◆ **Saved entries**
========================================
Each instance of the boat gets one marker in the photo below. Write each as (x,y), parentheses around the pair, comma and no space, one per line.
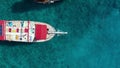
(26,31)
(46,1)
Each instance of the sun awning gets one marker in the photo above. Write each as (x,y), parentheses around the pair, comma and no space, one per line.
(40,32)
(2,30)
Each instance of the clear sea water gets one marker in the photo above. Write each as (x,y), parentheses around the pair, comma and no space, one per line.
(93,39)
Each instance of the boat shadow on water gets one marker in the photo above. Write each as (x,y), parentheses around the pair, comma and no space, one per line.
(28,5)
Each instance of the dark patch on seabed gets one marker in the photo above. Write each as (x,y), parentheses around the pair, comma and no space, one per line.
(93,39)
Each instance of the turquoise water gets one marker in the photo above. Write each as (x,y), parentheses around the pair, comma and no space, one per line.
========================================
◆ **ASSIGNMENT**
Print the line containing "Each instance of the sun", then every line after it through the last line of the records, each exactly as written; nothing else belongs in the answer.

◆ **WRITTEN RESPONSE**
Each instance of the sun awning gets one marker in the photo above. Write each as (x,y), parentheses around the pair, comma and no space, one per line.
(40,32)
(2,30)
Each instance of the clear sea water gets one marker in the photo above. Write each as (x,y), parentheses around the pair, comma and no space, one per line.
(93,39)
Each instance of the boat shadow on water gets one marker in the photo above. Write each as (x,y), parentheses around the pair, comma and no space, one per line.
(28,5)
Each instance of the dark patch on seabed gets one marker in the photo above. Write each as (x,y), parentheses around the pair, comma and no space, one per line.
(93,39)
Each instance of the turquoise water gets one marker in the photo above. Write each as (x,y), parentheses around the pair, comma and no space, one per line.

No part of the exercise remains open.